====== Data shown

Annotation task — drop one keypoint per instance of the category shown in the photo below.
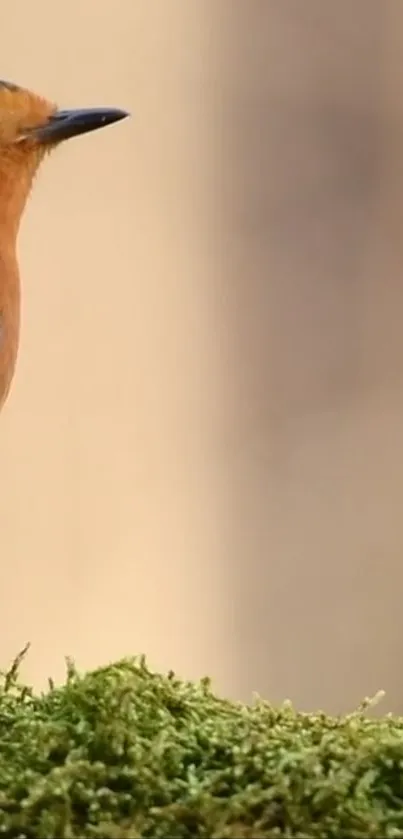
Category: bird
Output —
(30, 127)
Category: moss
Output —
(124, 752)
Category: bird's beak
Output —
(65, 124)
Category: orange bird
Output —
(30, 127)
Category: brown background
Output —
(202, 456)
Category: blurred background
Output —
(202, 454)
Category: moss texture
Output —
(124, 752)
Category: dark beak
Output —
(65, 124)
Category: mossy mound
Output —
(124, 752)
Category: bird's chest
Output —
(9, 331)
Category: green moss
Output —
(124, 752)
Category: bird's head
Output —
(31, 126)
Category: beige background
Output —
(202, 455)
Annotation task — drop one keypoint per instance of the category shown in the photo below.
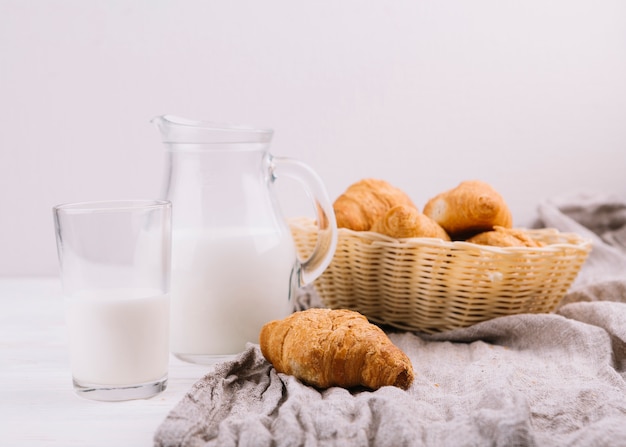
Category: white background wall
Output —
(527, 95)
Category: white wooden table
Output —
(37, 404)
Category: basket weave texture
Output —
(429, 285)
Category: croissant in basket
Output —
(470, 208)
(366, 201)
(404, 221)
(324, 348)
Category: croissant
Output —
(505, 237)
(324, 348)
(366, 201)
(472, 207)
(406, 221)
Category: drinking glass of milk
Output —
(114, 260)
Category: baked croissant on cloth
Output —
(338, 347)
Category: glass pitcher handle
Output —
(324, 250)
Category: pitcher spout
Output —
(175, 129)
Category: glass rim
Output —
(109, 206)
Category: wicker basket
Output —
(428, 285)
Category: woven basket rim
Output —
(576, 241)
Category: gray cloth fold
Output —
(548, 379)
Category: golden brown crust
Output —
(505, 237)
(471, 207)
(324, 348)
(404, 221)
(366, 201)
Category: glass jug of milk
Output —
(234, 264)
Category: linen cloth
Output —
(535, 379)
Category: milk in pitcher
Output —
(226, 284)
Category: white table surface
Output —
(37, 404)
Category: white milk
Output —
(225, 286)
(118, 336)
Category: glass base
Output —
(112, 393)
(205, 359)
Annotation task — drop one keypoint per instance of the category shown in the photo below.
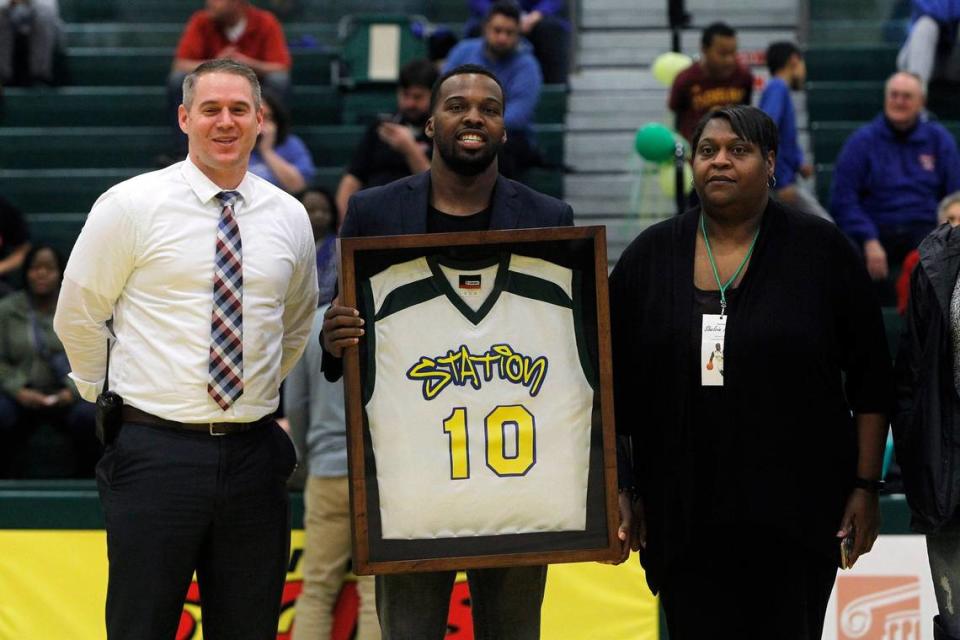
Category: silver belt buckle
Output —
(215, 430)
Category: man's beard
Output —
(467, 165)
(415, 119)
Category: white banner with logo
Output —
(888, 595)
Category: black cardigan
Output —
(805, 346)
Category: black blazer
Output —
(805, 346)
(400, 208)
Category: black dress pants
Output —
(176, 502)
(736, 589)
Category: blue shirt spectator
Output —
(542, 23)
(294, 151)
(887, 178)
(776, 102)
(281, 157)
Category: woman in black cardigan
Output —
(751, 371)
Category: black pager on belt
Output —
(109, 409)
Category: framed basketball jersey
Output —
(476, 400)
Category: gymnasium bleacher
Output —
(107, 119)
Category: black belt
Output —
(132, 414)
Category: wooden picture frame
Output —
(580, 251)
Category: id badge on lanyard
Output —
(711, 349)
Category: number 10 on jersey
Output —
(510, 435)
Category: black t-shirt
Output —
(440, 222)
(375, 163)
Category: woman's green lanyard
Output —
(713, 263)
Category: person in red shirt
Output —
(717, 80)
(230, 29)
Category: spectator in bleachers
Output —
(788, 71)
(14, 244)
(322, 209)
(38, 22)
(280, 157)
(395, 146)
(314, 408)
(501, 50)
(34, 386)
(947, 213)
(543, 24)
(716, 80)
(889, 178)
(933, 36)
(236, 30)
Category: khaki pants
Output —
(325, 556)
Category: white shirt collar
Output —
(205, 189)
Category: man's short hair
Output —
(779, 54)
(748, 123)
(716, 29)
(222, 65)
(504, 8)
(463, 70)
(419, 72)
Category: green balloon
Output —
(655, 142)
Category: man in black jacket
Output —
(928, 415)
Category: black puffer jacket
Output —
(926, 428)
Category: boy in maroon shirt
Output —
(715, 81)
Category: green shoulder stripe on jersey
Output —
(586, 357)
(407, 296)
(528, 286)
(366, 311)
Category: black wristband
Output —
(873, 486)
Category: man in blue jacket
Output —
(889, 178)
(501, 51)
(933, 33)
(788, 72)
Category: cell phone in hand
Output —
(846, 550)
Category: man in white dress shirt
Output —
(208, 274)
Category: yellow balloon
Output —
(667, 179)
(667, 65)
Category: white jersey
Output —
(478, 397)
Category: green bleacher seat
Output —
(862, 100)
(849, 62)
(58, 190)
(832, 10)
(134, 106)
(828, 137)
(143, 66)
(81, 147)
(893, 325)
(859, 30)
(848, 100)
(548, 181)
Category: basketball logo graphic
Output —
(878, 607)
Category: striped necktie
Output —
(225, 379)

============

Copy all of the lines above word for word, from the first to the last, and leave out the pictures.

Annotation task — drop one keypoint per instance of the category shown in the photo below.
Category: bird
Output —
(30, 127)
Category: moss
Output —
(124, 752)
Category: bird's beak
Output —
(65, 124)
Category: orange bird
Output —
(30, 127)
Category: brown background
Output —
(202, 456)
Category: blurred background
Output —
(202, 454)
Category: moss texture
Output —
(124, 752)
Category: dark beak
Output —
(65, 124)
Category: mossy mound
Output —
(124, 752)
Category: bird's chest
Output —
(9, 331)
Category: green moss
Output —
(124, 752)
Category: bird's head
Output —
(31, 126)
Category: beige background
Output —
(202, 455)
Annotation task — drop one keypoint per instance of the category shown in the photo below.
Category: white background wall
Output —
(527, 95)
Category: white wooden table
Output —
(37, 404)
Category: basket weave texture
Output —
(429, 285)
Category: croissant in basket
Output —
(470, 208)
(366, 201)
(404, 221)
(324, 348)
Category: croissant
Output —
(505, 237)
(324, 348)
(366, 201)
(472, 207)
(406, 221)
Category: drinking glass of milk
Output —
(114, 260)
Category: baked croissant on cloth
Output —
(338, 347)
Category: glass pitcher handle
Output —
(324, 250)
Category: pitcher spout
Output —
(175, 129)
Category: glass rim
Output —
(109, 206)
Category: wicker basket
Output —
(428, 285)
Category: woven basket rim
Output —
(576, 241)
Category: gray cloth fold
Output —
(548, 379)
Category: golden brown crust
Output —
(505, 237)
(471, 207)
(324, 348)
(404, 221)
(366, 201)
Category: glass jug of milk
Output —
(234, 264)
Category: linen cloth
Output —
(535, 379)
Category: milk in pitcher
Output —
(226, 284)
Category: white table surface
Output —
(37, 404)
Category: white milk
Output —
(225, 286)
(118, 336)
Category: glass base
Output —
(112, 393)
(205, 359)
Annotation task — drop one keypoint per instance of the category shown in the photo below.
Category: silver belt buckle
Output —
(215, 430)
Category: man's beard
Output —
(467, 165)
(415, 119)
Category: white banner with logo
Output —
(888, 595)
Category: black cardigan
Output —
(805, 346)
Category: black blazer
Output —
(805, 346)
(400, 208)
Category: black dress pants
Output —
(176, 502)
(736, 589)
Category: blue shirt spectator
Output —
(542, 23)
(294, 151)
(887, 178)
(776, 102)
(281, 157)
Category: woman in black cardigan
Output —
(751, 371)
Category: black pager on belt
Output —
(109, 409)
Category: framed basketball jersey
Output —
(476, 400)
Category: gymnasium bleacher
Output —
(107, 119)
Category: black belt
Output —
(132, 414)
Category: wooden picture frame
Output —
(580, 251)
Category: id badge on lanyard
Output —
(711, 349)
Category: number 10 on jersey
Output —
(510, 435)
Category: black t-shirt
Output —
(440, 222)
(375, 163)
Category: woman's green lanyard
Output —
(713, 263)
Category: person in red shirt
Output —
(717, 80)
(230, 29)
Category: spectator in bleachers
Output —
(788, 71)
(14, 244)
(322, 209)
(38, 22)
(280, 157)
(395, 146)
(314, 408)
(501, 50)
(34, 386)
(947, 213)
(543, 24)
(716, 80)
(889, 178)
(933, 36)
(236, 30)
Category: khaki pants
Output —
(325, 556)
Category: white shirt collar
Output —
(205, 189)
Category: man's short hair
Output —
(779, 54)
(748, 123)
(716, 29)
(222, 65)
(504, 8)
(463, 70)
(419, 72)
Category: green balloon
Output —
(655, 142)
Category: man in black jacket
Output —
(928, 415)
Category: black puffer jacket
Output —
(926, 428)
Category: boy in maroon shirt
Output —
(715, 81)
Category: green shoulder stripe on jersey
Output —
(586, 357)
(407, 296)
(528, 286)
(366, 311)
Category: black wristband
Output —
(873, 486)
Category: man in blue jacket
Output —
(889, 178)
(501, 51)
(933, 33)
(788, 72)
Category: cell phone in hand
Output —
(846, 550)
Category: man in white dress shirt
Output —
(208, 274)
Category: yellow balloon
Output —
(667, 179)
(667, 65)
Category: white jersey
Output —
(478, 397)
Category: green bleacher seat
Output —
(862, 100)
(849, 62)
(58, 190)
(832, 10)
(134, 106)
(828, 137)
(143, 66)
(81, 147)
(893, 325)
(859, 30)
(848, 100)
(548, 181)
Category: basketball logo graphic
Output —
(878, 607)
Category: striped necktie
Output —
(225, 379)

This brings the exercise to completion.